(Extracted data entries)

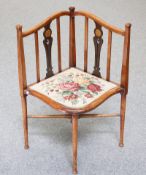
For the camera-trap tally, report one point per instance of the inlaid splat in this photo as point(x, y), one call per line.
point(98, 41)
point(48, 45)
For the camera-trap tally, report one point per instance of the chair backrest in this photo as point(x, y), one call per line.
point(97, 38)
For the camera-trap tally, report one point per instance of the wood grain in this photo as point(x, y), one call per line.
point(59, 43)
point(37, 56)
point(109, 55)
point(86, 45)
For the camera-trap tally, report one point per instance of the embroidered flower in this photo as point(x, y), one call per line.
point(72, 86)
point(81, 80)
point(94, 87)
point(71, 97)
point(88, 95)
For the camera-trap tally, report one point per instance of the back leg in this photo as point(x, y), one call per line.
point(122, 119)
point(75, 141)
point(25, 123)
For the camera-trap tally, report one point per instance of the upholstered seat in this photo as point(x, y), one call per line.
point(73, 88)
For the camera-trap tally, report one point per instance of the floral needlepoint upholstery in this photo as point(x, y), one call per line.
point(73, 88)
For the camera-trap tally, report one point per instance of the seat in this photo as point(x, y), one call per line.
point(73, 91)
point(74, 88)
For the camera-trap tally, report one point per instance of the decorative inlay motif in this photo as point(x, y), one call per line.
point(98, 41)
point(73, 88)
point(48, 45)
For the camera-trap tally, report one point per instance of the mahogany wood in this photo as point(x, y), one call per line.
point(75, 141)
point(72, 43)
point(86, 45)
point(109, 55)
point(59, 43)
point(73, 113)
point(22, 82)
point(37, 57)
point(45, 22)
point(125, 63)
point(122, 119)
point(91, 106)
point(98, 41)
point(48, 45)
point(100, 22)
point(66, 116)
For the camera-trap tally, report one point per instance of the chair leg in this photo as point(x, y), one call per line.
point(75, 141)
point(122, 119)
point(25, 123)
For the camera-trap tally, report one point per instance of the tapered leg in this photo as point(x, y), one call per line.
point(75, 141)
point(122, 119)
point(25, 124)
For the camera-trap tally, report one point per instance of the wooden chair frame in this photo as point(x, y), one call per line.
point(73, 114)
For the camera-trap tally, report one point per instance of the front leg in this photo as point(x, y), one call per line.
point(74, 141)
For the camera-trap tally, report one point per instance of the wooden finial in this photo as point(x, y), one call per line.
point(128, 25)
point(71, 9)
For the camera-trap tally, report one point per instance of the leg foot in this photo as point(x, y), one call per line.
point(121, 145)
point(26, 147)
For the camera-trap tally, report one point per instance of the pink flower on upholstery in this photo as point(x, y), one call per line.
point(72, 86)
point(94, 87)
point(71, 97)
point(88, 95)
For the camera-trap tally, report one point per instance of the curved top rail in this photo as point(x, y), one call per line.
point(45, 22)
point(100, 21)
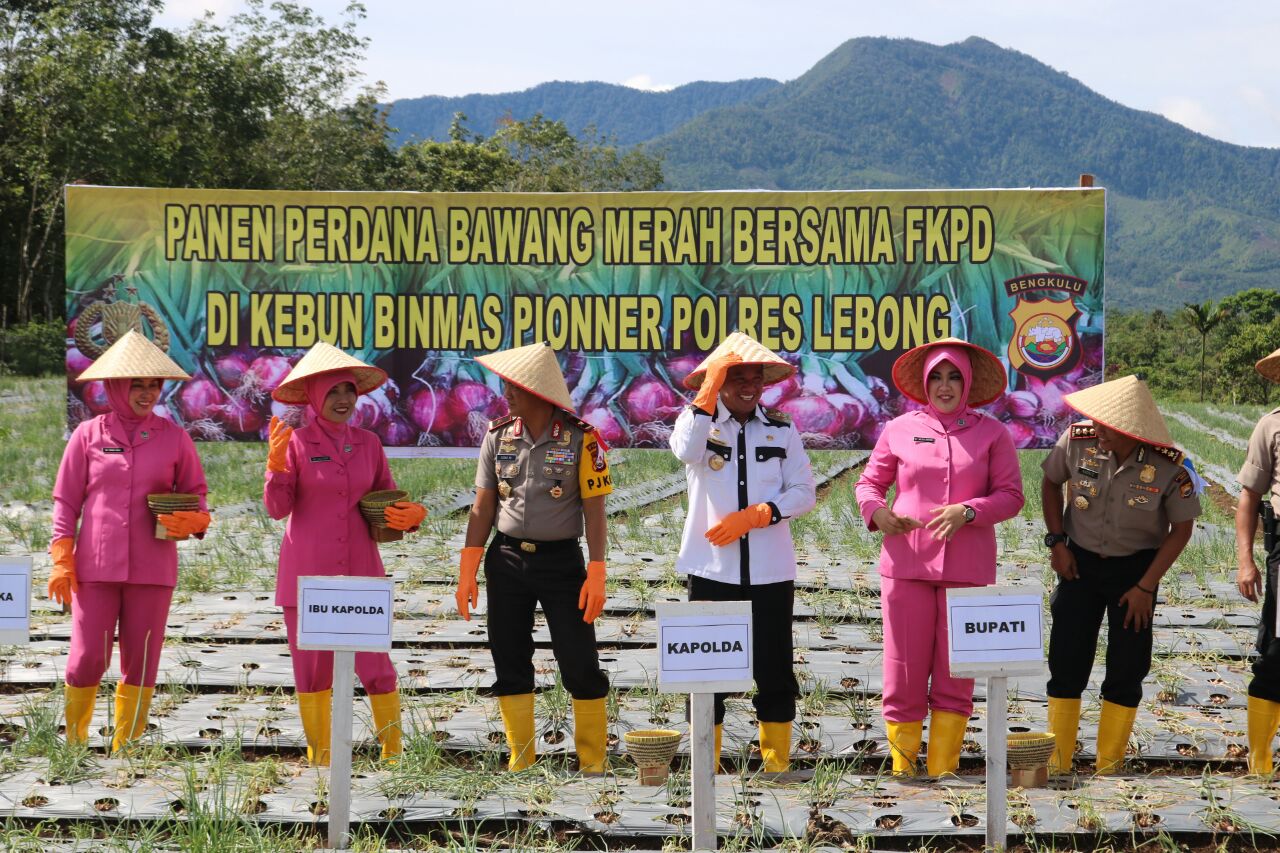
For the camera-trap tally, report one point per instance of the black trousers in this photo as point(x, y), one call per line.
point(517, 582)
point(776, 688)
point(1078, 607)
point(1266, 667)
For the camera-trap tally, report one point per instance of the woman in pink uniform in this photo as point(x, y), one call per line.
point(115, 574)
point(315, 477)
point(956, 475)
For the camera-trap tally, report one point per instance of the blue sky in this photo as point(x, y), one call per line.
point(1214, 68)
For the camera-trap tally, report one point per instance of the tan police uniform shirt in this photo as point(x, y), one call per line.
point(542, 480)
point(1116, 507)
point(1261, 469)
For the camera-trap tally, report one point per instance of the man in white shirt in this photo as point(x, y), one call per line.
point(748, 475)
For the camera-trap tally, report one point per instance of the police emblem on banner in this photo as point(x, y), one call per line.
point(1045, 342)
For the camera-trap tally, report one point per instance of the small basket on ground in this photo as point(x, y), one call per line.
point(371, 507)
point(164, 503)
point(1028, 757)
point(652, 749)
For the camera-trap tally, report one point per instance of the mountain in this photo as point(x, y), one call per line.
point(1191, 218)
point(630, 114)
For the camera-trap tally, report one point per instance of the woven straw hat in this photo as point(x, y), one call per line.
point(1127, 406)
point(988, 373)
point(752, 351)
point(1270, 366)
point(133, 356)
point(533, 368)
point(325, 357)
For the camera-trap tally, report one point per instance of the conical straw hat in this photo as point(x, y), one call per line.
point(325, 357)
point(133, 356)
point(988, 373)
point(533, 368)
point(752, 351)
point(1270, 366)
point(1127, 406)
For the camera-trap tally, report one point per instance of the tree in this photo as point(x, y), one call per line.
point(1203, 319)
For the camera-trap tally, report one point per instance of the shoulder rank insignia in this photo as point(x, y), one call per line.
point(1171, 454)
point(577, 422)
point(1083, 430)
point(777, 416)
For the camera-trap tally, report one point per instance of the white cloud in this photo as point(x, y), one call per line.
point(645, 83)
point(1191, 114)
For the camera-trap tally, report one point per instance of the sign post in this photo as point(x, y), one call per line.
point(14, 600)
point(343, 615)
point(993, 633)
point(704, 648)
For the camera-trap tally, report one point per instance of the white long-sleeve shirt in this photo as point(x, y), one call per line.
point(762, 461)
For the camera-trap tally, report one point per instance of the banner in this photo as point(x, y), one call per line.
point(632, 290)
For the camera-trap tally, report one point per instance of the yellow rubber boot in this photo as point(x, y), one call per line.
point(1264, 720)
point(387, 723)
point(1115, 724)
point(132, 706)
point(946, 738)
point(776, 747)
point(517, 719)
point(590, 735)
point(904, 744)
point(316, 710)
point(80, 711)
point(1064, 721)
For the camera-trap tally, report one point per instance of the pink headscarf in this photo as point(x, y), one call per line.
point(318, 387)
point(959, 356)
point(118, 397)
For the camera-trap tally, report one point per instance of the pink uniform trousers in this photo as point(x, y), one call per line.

## Written problem
Retype, without any changes, the lines of the data above from the line with "of the shoulder" to the line with "point(632, 290)", both included.

## Finished task
For the camera-trap tally, report one point per instance of the shoulder rank insignia in this photo as point(x, y), one call per line.
point(1171, 454)
point(577, 422)
point(1083, 430)
point(777, 416)
For the camera-trap tally, report one point per instance of the white cloud in this photo as point(x, y), one call per line.
point(645, 83)
point(1191, 114)
For the camera-trap tally, report one point per instance of the sign post in this photo as point(x, y), one call per line.
point(14, 600)
point(343, 615)
point(993, 633)
point(704, 648)
For the camera-trap tally, report one point per instance of the white long-sleeve shirt in this photo as point(x, y), one call per line.
point(762, 461)
For the camera-trap tally, report one point per instance of the banner in this photo as point(x, y), one call per line.
point(632, 290)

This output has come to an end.